WRITTEN PROBLEM 1 ->
According to the article on underwater splicing, what fourth wire does drop cable now include?

━━━━━━━━━━━━━━━━

The Perfect Splice

There are three key elements that lead to the perfect underwater splice.

By Ed Butts, PE, CPI

One of the most overlooked but critical aspects of a successful submersible pump and motor installation is the electrical connection provided between the motor leads and submersible pump (drop) cable. Inadequate connections result in physically weak and high-resistance connections, which can cause damage or failure to an entire pumping system.

This connection in a water well pumping installation is commonly referred to as the splice. Believe it or not, long before the advent of heat shrink tubing, one of the first tasks I learned also happened to be one of the principal ways pumpmen often distinguished themselves—the way we made our splices.

In most cases, we not only had to make our splices fail-proof, but as fast as possible to get the pump installed rapidly. This month’s edition of Engineering Your Business will outline the many facets involved in making the perfect splice and some precautions to avoid a bad splice.

In my opinion, there are three distinct elements that go into the so-called perfect underwater splice:

  • Mechanical integrity and strength
  • Electrical integrity and low resistance
  • Physical dimensions and compactness.

While most would agree with the first two items, many of you may be confused by and question the third. However, drop cable now includes a fourth wire used as an equipment grounding conductor and many people are working to get more out of smaller wells by using larger pumps, which increases the overall size of the drop cable bundle. This means compactness has become even more important to a successful installation. So, we will examine each one separately.

The Early Days

But before moving into our discussion, let’s look at the various splicing and drop cable methods used since the inception of submersible pump motors.

Figure 1. Two types of cable used for low voltage splicing.

Even from the early days of submersible pump and motor installation during the 1950s, there has always been an obvious disconnect between the factory boxed and packaged pump and motor unit and the drop cable that conveys power to the motor.

Although the unit was typically supplied with a pre-installed motor lead, it was generally impractical and burdensome to supply the pumping unit with the pre-spliced drop cable to the proper length, which could be several hundred feet. Therefore, the installer was usually forced to purchase the drop cable separately and attach—or “splice”—the cable onto the motor-lead This procedure was generally performed in the field right before the installation started and could take hours to complete.

━━━━━━━━━━━━━━━━

WRITTEN PROBLEM 2 ->
In the entries, substitute "dark tail" for "black tail" across the stretch from the line containing "black tail, each" through the line containing "[(251, 765)]", and return only those lines with everything else left unchanged.

(Object point labels)
━━━━━━━━━━━━━━━━

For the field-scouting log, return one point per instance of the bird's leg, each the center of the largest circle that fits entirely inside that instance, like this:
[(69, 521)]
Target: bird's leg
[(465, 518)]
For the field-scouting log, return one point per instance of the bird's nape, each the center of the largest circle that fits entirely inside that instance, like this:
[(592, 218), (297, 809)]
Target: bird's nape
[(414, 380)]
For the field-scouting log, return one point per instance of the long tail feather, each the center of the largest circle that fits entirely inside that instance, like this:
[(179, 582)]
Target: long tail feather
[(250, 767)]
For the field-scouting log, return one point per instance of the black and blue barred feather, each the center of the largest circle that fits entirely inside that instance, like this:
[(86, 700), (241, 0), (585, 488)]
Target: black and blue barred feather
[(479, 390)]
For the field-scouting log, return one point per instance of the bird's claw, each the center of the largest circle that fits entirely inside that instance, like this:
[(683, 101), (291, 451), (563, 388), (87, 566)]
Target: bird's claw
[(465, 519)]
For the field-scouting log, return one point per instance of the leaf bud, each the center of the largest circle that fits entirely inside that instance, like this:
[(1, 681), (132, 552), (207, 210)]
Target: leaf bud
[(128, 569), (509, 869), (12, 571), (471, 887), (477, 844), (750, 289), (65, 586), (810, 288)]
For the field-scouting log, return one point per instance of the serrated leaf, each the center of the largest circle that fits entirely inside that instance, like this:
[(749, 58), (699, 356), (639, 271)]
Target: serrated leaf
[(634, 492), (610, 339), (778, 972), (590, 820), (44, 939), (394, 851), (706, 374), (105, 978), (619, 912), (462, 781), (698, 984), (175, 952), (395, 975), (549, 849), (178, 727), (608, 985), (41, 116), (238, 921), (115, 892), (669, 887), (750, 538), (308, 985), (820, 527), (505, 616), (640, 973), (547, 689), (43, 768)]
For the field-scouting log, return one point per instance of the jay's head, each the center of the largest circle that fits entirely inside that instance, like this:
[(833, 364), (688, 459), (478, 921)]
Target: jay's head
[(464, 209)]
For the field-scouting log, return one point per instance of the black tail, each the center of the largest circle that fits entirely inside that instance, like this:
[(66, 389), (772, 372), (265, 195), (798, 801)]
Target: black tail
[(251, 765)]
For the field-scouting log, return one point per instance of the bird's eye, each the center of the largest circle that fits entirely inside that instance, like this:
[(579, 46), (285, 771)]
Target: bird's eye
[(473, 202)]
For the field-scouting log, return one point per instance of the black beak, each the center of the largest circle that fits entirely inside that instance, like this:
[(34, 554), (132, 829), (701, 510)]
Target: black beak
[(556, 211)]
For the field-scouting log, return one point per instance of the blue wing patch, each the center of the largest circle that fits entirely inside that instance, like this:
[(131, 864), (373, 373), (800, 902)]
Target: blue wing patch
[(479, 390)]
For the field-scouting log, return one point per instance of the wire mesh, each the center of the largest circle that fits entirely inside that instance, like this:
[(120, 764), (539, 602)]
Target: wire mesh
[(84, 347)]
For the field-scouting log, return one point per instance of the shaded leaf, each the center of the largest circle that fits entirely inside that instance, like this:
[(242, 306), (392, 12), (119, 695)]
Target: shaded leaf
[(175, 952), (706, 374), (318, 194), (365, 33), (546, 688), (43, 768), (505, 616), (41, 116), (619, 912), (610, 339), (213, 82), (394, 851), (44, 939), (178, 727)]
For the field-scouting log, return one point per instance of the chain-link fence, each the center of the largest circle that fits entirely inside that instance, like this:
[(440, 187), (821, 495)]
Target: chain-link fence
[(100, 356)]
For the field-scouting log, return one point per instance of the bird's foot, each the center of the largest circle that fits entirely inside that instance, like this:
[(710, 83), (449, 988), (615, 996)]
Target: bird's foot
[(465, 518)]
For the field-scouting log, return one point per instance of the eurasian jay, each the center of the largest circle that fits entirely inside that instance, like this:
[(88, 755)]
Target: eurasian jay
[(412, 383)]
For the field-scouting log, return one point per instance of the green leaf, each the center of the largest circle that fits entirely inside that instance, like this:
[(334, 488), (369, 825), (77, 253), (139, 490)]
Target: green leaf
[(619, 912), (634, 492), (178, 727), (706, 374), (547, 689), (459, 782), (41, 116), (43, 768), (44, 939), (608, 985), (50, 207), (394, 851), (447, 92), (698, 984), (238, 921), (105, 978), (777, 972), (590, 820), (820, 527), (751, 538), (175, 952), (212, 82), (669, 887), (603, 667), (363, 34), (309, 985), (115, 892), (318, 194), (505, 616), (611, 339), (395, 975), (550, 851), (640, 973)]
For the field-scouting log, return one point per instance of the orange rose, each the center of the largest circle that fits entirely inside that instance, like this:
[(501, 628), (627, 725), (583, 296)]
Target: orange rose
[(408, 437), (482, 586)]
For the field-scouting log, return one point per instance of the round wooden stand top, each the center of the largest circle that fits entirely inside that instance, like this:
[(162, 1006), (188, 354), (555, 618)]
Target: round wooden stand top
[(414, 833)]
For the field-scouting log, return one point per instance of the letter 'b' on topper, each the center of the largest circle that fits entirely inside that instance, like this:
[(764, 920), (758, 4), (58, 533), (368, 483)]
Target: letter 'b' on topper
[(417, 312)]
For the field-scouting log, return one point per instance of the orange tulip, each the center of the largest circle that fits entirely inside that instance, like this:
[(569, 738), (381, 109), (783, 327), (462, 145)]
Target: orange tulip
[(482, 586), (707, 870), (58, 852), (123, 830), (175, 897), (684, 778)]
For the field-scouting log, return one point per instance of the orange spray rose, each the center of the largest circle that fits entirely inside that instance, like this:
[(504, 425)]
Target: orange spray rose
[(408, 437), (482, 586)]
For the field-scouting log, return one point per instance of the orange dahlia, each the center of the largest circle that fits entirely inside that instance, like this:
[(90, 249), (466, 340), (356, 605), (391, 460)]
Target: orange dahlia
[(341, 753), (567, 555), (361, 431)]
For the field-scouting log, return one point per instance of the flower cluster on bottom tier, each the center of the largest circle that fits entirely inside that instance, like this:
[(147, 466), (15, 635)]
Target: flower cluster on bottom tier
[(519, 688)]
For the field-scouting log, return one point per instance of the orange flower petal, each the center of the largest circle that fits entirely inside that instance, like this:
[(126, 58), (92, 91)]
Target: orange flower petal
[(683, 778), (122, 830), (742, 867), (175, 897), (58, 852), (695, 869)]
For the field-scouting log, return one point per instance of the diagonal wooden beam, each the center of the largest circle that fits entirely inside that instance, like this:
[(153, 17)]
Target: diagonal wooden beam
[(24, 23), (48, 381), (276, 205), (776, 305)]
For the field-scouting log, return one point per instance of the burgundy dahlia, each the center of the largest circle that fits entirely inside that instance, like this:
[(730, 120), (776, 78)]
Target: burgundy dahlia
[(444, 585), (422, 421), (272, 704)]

━━━━━━━━━━━━━━━━

RIGHT ANSWER 1 ->
A fourth wire used as an equipment grounding conductor.

RIGHT ANSWER 2 ->
For the field-scouting log, return one point per instance of the dark tail, each the center of the largest circle that fits entirely inside that instance, like this:
[(66, 389), (772, 372), (265, 195), (798, 801)]
Target: dark tail
[(251, 765)]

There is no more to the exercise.